Starting at the line that contains "white frosting dollop", write out every line through the last one in the records below, word for word. Leave out any pictures.

↓↓↓

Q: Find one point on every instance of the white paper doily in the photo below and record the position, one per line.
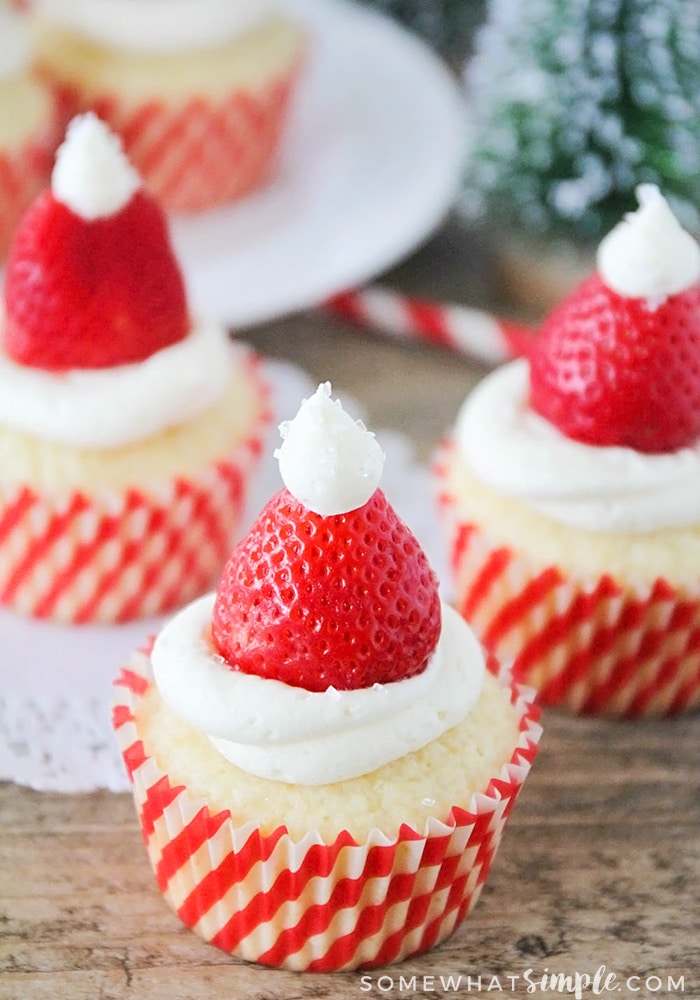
(52, 742)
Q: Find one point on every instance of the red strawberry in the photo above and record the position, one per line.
(347, 600)
(92, 294)
(611, 370)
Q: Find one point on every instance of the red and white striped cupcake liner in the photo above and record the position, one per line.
(201, 153)
(309, 905)
(598, 647)
(113, 556)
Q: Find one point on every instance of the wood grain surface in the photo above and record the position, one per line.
(599, 871)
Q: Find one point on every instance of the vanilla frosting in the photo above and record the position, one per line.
(599, 488)
(92, 175)
(120, 405)
(285, 733)
(157, 26)
(649, 255)
(327, 460)
(14, 42)
(112, 407)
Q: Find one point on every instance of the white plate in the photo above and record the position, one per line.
(371, 165)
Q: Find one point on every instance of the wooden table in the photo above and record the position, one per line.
(599, 866)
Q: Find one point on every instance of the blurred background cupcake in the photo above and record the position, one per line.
(200, 92)
(129, 429)
(30, 128)
(570, 485)
(570, 107)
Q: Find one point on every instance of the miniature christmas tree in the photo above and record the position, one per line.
(574, 103)
(447, 25)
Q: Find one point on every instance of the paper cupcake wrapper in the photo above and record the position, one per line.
(310, 905)
(597, 647)
(108, 556)
(201, 153)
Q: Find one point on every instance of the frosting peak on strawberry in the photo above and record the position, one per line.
(328, 461)
(91, 279)
(649, 255)
(617, 362)
(92, 175)
(343, 600)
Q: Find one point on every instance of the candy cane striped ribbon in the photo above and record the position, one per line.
(468, 331)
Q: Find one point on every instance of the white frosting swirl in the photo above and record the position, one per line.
(285, 733)
(518, 452)
(92, 175)
(328, 461)
(110, 407)
(649, 255)
(14, 43)
(158, 26)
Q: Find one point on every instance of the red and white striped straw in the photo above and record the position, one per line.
(474, 333)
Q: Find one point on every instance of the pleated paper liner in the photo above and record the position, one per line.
(597, 647)
(200, 153)
(310, 905)
(113, 556)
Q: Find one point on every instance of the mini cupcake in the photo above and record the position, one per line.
(29, 126)
(322, 758)
(200, 92)
(128, 429)
(570, 485)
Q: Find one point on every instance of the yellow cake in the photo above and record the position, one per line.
(322, 756)
(200, 93)
(129, 429)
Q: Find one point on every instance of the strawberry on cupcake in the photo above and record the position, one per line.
(128, 428)
(322, 755)
(570, 485)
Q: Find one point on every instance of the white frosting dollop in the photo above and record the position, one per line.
(14, 43)
(649, 255)
(92, 174)
(519, 453)
(328, 461)
(285, 733)
(111, 407)
(157, 26)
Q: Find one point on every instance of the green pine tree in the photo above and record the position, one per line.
(447, 25)
(575, 102)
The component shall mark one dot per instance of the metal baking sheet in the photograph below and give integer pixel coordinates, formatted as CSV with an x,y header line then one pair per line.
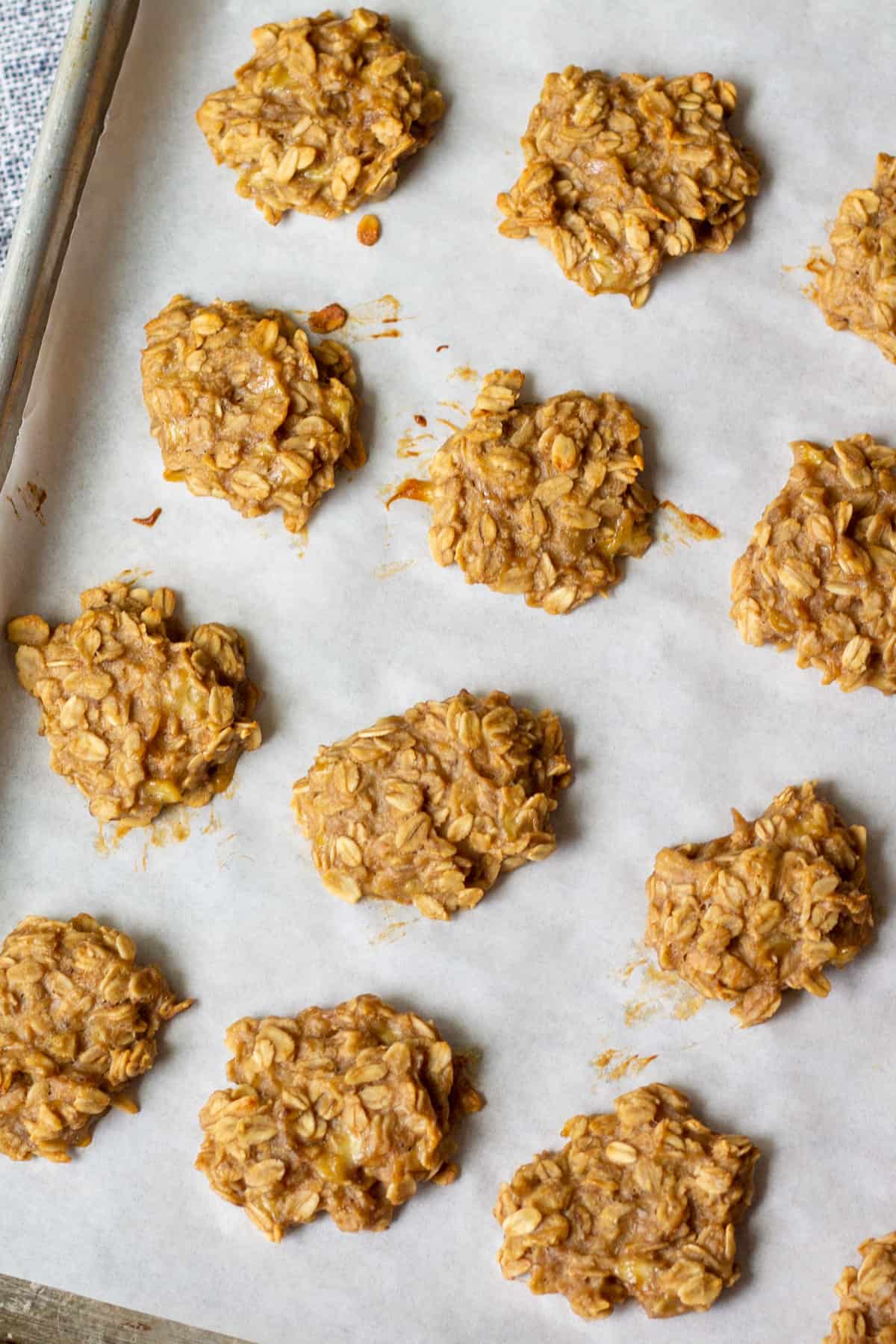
x,y
672,721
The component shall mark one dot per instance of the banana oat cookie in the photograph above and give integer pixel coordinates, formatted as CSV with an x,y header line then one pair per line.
x,y
137,715
245,410
323,114
820,571
641,1203
765,909
339,1110
867,1296
621,174
541,499
429,806
857,289
78,1021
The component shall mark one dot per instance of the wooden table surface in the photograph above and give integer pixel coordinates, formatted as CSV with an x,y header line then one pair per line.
x,y
31,1313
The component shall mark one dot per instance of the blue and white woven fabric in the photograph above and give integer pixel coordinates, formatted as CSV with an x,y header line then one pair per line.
x,y
31,38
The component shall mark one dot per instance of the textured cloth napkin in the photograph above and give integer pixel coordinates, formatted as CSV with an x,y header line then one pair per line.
x,y
31,38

↑↑↑

▶ _SOLUTION FOR THIS TASK_:
Q: Find one point on every instance of the white frosting dollop in the photo above and record the position, one per line.
(14, 43)
(649, 255)
(92, 174)
(519, 453)
(328, 461)
(285, 733)
(111, 407)
(157, 26)
Q: Find one point on every instance of the green pine tree in the photo above and record the position, one per line.
(447, 25)
(575, 102)
The component shall mark one dot per instance of the metal baking sheet in the photograph below and give integer pixel coordinates, formatted as CSV with an x,y header line then one pair per line.
x,y
672,721
The component shall mark one dot per instance of the banana oat cookie in the photograph above and give integer pixel coordinates, formatted as CSV with an x,y header line then one pair per line.
x,y
137,715
245,410
323,114
820,571
641,1203
765,909
339,1110
867,1296
621,174
541,499
429,806
857,289
78,1021
The component shall mark one dot per instance of the wooden table surface in the photograph above and give integer pixel coordinates, formatted as CSV with an x,y header line then one pair per line.
x,y
31,1313
The component shall mark one dot per instance of the blue and white woven fabric in the photograph above and give integer pixel coordinates, formatted as CSV with an x,y header line then one pair per line.
x,y
31,38
The component shall mark one dot per instance of the textured cloth napkin in the photograph above and give integer pixel coordinates, formatted as CSV with an x,y header line then one pair per line.
x,y
31,38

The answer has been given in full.